> Goal of the exercise
Word for word, restate every line of the listing that follows.

> Dataset records
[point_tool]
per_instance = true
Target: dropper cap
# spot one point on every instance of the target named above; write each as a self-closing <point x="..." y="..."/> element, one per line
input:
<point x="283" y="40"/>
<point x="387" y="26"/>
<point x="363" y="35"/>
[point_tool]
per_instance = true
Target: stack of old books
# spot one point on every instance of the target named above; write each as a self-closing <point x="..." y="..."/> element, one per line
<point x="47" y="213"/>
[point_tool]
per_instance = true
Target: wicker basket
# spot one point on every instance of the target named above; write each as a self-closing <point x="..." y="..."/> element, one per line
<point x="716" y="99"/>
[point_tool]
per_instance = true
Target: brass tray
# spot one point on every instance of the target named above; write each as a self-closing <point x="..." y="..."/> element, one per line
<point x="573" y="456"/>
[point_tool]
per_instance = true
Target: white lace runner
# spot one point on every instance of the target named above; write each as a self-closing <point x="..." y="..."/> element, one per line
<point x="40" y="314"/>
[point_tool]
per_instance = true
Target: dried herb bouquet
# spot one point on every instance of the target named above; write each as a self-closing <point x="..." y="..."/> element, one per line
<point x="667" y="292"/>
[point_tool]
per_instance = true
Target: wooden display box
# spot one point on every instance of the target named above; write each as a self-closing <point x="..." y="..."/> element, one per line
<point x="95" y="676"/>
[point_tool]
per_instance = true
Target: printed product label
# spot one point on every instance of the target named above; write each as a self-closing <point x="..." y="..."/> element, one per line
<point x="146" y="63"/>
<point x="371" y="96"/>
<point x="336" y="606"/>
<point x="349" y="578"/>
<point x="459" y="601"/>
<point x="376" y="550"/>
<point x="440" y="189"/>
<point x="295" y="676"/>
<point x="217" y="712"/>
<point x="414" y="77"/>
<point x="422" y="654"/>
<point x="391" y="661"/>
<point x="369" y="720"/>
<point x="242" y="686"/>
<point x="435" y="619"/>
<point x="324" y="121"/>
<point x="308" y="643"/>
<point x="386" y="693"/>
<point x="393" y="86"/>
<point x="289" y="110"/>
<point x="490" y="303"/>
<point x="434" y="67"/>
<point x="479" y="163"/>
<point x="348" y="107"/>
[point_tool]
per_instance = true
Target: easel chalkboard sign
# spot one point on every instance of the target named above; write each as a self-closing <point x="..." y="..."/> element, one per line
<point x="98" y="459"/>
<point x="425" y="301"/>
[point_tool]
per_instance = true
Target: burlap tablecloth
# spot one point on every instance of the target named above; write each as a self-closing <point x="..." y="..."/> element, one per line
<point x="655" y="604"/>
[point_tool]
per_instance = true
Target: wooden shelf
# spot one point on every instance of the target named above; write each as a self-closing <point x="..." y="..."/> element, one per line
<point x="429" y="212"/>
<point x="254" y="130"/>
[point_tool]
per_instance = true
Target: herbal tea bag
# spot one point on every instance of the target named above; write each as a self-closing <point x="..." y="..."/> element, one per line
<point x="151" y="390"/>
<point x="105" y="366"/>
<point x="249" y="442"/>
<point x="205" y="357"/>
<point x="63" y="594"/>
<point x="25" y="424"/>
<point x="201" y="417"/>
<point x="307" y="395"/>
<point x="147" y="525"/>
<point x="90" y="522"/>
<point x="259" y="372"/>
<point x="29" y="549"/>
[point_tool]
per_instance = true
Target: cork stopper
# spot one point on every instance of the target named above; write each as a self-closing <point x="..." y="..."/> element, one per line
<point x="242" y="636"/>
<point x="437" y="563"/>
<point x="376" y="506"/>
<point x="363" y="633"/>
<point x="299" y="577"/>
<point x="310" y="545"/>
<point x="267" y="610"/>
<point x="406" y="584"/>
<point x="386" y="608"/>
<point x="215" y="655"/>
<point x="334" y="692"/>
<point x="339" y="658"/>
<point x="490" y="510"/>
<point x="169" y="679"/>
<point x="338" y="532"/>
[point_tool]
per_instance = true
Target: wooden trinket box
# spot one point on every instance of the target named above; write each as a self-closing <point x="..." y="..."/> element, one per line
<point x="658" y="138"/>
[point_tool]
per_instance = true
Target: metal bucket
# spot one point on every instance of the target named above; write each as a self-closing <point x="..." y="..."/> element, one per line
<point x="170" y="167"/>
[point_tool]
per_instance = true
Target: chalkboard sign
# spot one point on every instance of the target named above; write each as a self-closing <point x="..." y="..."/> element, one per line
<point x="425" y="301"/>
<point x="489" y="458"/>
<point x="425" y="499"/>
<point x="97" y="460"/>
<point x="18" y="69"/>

> Solution for this problem
[point_tool]
per_instance = true
Target: dropper cap
# spot one point on every instance of the target named above; write each as a self-closing <point x="..." y="..."/> element, one per line
input:
<point x="283" y="40"/>
<point x="387" y="26"/>
<point x="363" y="35"/>
[point_tool]
per_instance = true
Target: stack of old books
# spot one point on every instance of the target named above; write each as a self-closing <point x="..." y="..."/> element, one per line
<point x="47" y="213"/>
[point_tool]
per_instance = true
Target: wicker basket
# spot one point on every instance of the target named above; write each as a self-closing <point x="..." y="..."/> element, one per line
<point x="716" y="99"/>
[point_tool]
per_instance = true
Target: brass tray
# spot one point on every instance of the target named above; write each as a self-closing <point x="..." y="..."/> element, one per line
<point x="573" y="456"/>
[point_tool]
per_instance = true
Target: white lace runner
# spot one point on every instance of the target named above; write each as a self-closing <point x="..." y="..."/> element, one per line
<point x="40" y="314"/>
[point_tool]
per_instance = true
Target: dried herb bouquet
# spot one point on every instance of the target named above; write each as a self-closing <point x="..." y="..."/> element, one per line
<point x="667" y="292"/>
[point_tool]
per_instance = true
Target: wooden display box
# spot one point on every instance of the target named above; write each as a self-closing <point x="..." y="..."/> element, one per line
<point x="95" y="676"/>
[point_tool]
per_instance = true
Target: printed product label
# spot one point on every instance of the target named above; write each as a self-closing <point x="..." y="..."/> element, one per line
<point x="146" y="63"/>
<point x="371" y="96"/>
<point x="336" y="606"/>
<point x="349" y="578"/>
<point x="459" y="601"/>
<point x="376" y="550"/>
<point x="440" y="189"/>
<point x="295" y="676"/>
<point x="217" y="712"/>
<point x="414" y="77"/>
<point x="422" y="654"/>
<point x="391" y="661"/>
<point x="369" y="720"/>
<point x="242" y="686"/>
<point x="435" y="619"/>
<point x="324" y="121"/>
<point x="308" y="643"/>
<point x="386" y="693"/>
<point x="393" y="86"/>
<point x="289" y="110"/>
<point x="490" y="303"/>
<point x="434" y="67"/>
<point x="479" y="163"/>
<point x="348" y="107"/>
[point_tool]
per_instance = true
Target: easel chalkboard sign
# spot one point on every instance of the target named above; write each as a self-closing <point x="..." y="..."/> element, one per line
<point x="98" y="459"/>
<point x="425" y="301"/>
[point_tool]
per_instance = true
Target: burlap tablecloth
# spot one point on every instance of the target named above; write each as a self-closing <point x="..." y="..."/> element, one per line
<point x="655" y="604"/>
[point_tool]
per_instance = true
Target: wooden shelf
# spot one point on every instance of the target named above; write each as a self-closing <point x="..." y="..."/> element, one per line
<point x="429" y="212"/>
<point x="254" y="130"/>
[point_tool]
per_instance = true
Target: herbal tea bag
# spot one point on every instance of the target named above; write each as a self-closing <point x="..." y="..."/> element, one per line
<point x="151" y="390"/>
<point x="105" y="366"/>
<point x="249" y="442"/>
<point x="205" y="357"/>
<point x="63" y="594"/>
<point x="25" y="424"/>
<point x="201" y="417"/>
<point x="307" y="395"/>
<point x="147" y="525"/>
<point x="90" y="522"/>
<point x="259" y="372"/>
<point x="29" y="549"/>
[point_tool]
per_instance = true
Target: cork stopper
# spot one point on every instance of the target named above; write each as a self-closing <point x="..." y="..."/> element, one per line
<point x="242" y="636"/>
<point x="437" y="563"/>
<point x="376" y="506"/>
<point x="363" y="633"/>
<point x="299" y="577"/>
<point x="310" y="545"/>
<point x="267" y="610"/>
<point x="406" y="584"/>
<point x="386" y="608"/>
<point x="215" y="655"/>
<point x="334" y="692"/>
<point x="339" y="658"/>
<point x="490" y="510"/>
<point x="169" y="679"/>
<point x="338" y="532"/>
[point_tool]
per_instance = true
Target: wooden trinket box
# spot one point on every instance of the target named above; write each as a self-closing <point x="..." y="..."/> element, one per line
<point x="658" y="138"/>
[point_tool]
per_instance = true
Target: metal bucket
# spot one point on every instance of the target named above; write each as a self-closing <point x="..." y="..."/> element, one per line
<point x="170" y="167"/>
[point_tool]
per_instance = true
Target: chalkboard sign
# spot one point on every instance of the target named above; write each as a self-closing <point x="..." y="..."/> element, one per line
<point x="425" y="301"/>
<point x="489" y="458"/>
<point x="425" y="499"/>
<point x="97" y="460"/>
<point x="18" y="69"/>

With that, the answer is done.